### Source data

--------------------------------------------------

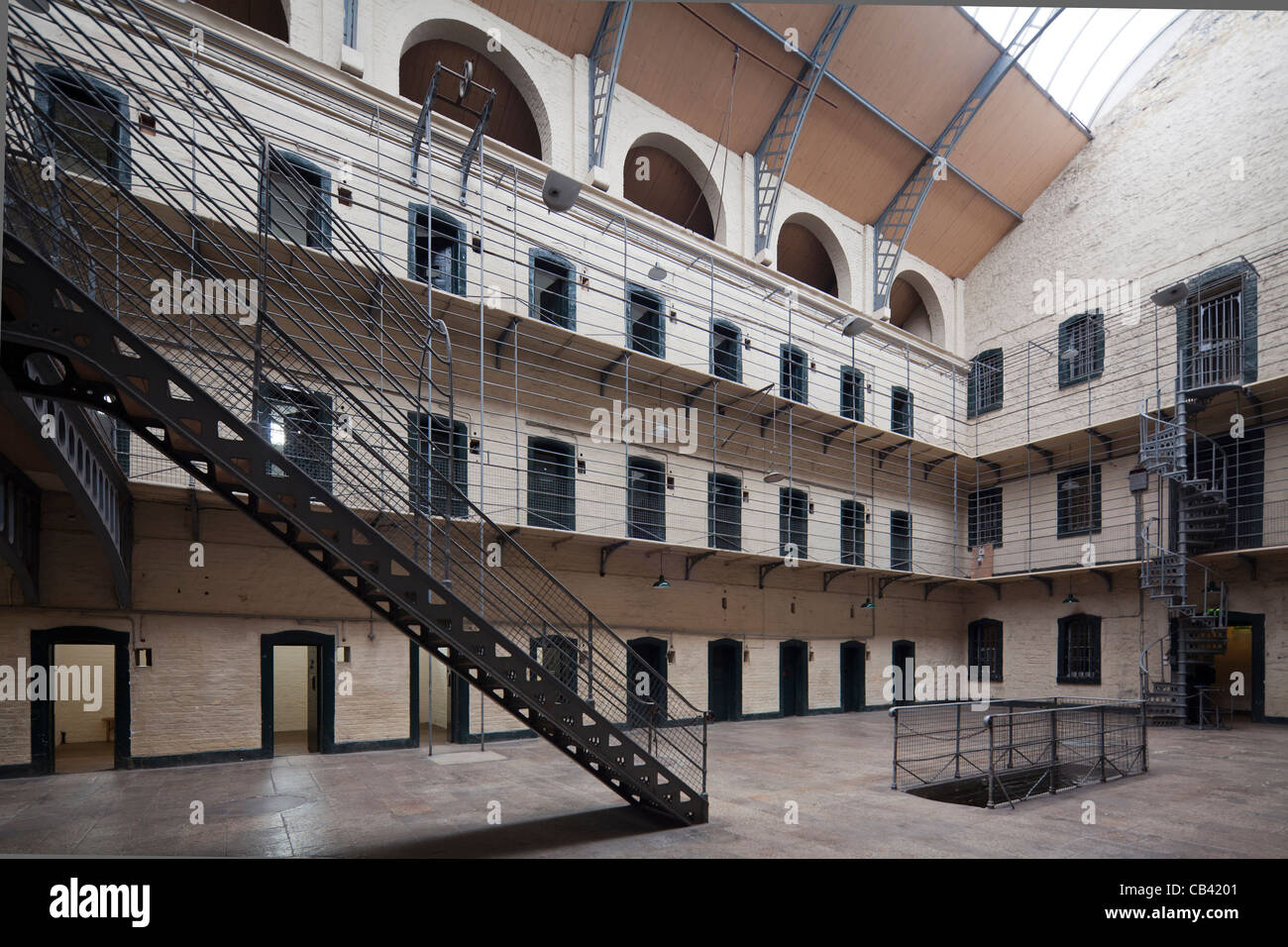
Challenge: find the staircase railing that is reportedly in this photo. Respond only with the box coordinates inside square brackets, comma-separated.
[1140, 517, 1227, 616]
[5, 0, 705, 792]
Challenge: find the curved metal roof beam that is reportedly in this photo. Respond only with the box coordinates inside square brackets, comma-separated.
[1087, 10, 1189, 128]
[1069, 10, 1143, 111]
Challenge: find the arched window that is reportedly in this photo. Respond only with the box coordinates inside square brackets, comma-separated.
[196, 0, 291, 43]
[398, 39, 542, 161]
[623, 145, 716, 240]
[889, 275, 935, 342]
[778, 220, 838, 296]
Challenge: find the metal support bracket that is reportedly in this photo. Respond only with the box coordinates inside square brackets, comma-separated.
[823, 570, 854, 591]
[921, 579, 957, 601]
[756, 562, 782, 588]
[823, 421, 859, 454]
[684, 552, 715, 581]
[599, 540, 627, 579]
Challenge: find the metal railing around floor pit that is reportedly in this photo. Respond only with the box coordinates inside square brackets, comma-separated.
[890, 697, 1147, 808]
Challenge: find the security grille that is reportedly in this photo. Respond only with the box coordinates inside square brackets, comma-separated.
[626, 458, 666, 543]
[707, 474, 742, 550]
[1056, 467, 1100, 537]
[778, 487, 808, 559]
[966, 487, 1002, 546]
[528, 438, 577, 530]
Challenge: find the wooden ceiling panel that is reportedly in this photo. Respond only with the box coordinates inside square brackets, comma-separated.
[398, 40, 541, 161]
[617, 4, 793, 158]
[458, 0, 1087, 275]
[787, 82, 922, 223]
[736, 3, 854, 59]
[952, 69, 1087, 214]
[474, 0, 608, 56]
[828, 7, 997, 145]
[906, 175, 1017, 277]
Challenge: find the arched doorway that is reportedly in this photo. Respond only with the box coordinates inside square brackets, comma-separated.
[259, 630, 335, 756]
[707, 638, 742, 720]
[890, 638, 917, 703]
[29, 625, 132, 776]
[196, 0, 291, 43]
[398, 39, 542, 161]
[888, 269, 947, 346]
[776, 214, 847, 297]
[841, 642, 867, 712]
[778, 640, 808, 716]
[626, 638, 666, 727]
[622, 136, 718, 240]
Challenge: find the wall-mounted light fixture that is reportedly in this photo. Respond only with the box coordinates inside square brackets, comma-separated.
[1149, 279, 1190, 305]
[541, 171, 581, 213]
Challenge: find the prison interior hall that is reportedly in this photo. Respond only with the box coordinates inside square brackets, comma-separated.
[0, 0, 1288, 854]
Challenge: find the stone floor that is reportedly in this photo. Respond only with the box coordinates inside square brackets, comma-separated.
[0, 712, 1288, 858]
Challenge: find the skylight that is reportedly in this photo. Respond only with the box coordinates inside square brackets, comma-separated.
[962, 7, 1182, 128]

--------------------------------------------------

### Exercise
Add 68 to every box coordinate in the answers, and write out again everything from the line containing "Challenge: find the skylight" down to the end of the records, keeping the requests.

### Answer for the task
Challenge: find the skylight that is reportedly in this photo. Respond only with the box coordinates inside square brackets, comma-separated.
[1030, 75, 1250, 196]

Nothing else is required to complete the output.